### [WORK REQUIRED]
Every record, from first to last, should be written out again exactly.

### [SUPPLIED ENTRIES]
Content starts
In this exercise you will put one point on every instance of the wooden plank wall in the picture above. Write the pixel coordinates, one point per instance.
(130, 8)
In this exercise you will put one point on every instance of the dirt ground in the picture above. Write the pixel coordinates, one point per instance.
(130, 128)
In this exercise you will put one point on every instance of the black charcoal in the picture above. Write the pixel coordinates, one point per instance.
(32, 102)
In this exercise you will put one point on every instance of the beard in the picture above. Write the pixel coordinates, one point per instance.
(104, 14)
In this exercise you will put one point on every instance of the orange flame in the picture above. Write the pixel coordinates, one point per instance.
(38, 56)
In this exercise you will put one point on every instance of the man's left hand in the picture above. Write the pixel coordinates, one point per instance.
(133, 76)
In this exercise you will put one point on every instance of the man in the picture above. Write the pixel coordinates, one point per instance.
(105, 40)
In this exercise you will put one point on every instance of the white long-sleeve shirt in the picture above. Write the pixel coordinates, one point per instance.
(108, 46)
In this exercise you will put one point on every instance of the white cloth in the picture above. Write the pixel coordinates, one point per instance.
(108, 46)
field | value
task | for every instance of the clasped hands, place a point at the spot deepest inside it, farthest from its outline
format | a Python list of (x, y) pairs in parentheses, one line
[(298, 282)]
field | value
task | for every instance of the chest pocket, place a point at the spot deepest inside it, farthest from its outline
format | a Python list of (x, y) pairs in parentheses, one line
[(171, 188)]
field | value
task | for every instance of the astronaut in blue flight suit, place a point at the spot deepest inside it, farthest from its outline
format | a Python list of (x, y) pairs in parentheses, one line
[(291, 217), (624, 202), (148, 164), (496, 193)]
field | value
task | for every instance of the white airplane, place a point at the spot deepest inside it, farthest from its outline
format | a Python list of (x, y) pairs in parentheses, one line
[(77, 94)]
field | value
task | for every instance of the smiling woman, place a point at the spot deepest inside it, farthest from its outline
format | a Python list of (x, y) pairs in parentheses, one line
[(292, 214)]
Content ends
### [SOLUTION TO THE EXERCISE]
In this exercise you will put one point on every instance of the wooden plank wall in the picture above. Write the pixel coordinates, one point per instance.
(130, 8)
In this exercise you will put one point on every instance of the dirt ground in the picture above. Write the pixel coordinates, one point per instance.
(130, 128)
In this exercise you will put one point on every instance of the black charcoal in the picture above. Write the pixel coordinates, one point per instance.
(32, 102)
In this exercise you will put one point on every instance of the beard in the picture above. Write the pixel coordinates, one point per instance.
(104, 14)
In this exercise you will put one point on every instance of the orange flame in the picture above. Write the pixel coordinates, one point per instance.
(38, 56)
In this exercise you will put one point on every instance of the man's left hand in the picture above. Write the pixel coordinates, one point per instance.
(133, 76)
In this exercise you will put one point on every instance of the man in the picture above. Write the pixel coordinates, one point per instance.
(105, 40)
In this exercise you will put one point on every instance of the white long-sleeve shirt in the picture above. Write the pixel coordinates, one point per instance.
(108, 46)
In this exercise you will put one point on every instance of the white cloth in the picture above. Write the pixel coordinates, one point per instance.
(108, 46)
field | value
task | for every instance of the clasped hands, place a point at the spot deepest inside it, farthest from its outline
format | a Python list of (x, y) pairs in parentheses, one line
[(298, 282)]
field | value
task | for every instance of the chest pocket, place a point at the spot deepest inside it, farthest from its outline
format | a Python list of (x, y) pairs in parentheses, one line
[(171, 188)]
field | value
task | for every instance of the astronaut in blue flight suit, place a point at the spot deepest inside it, farthest from its outline
format | a Python list of (x, y) pairs in parentheses, one line
[(291, 217), (624, 202), (148, 164), (496, 193)]
field | value
task | for every instance of the white airplane, place a point at the spot deepest inside it, farthest from its outline
format | a Python list of (x, y) pairs in parentheses, one line
[(77, 94)]
field | value
task | for every instance of the smiling woman, place a point at the spot deepest inside it, farthest from its outline
format | a Python list of (x, y) pairs in parentheses, one line
[(292, 214)]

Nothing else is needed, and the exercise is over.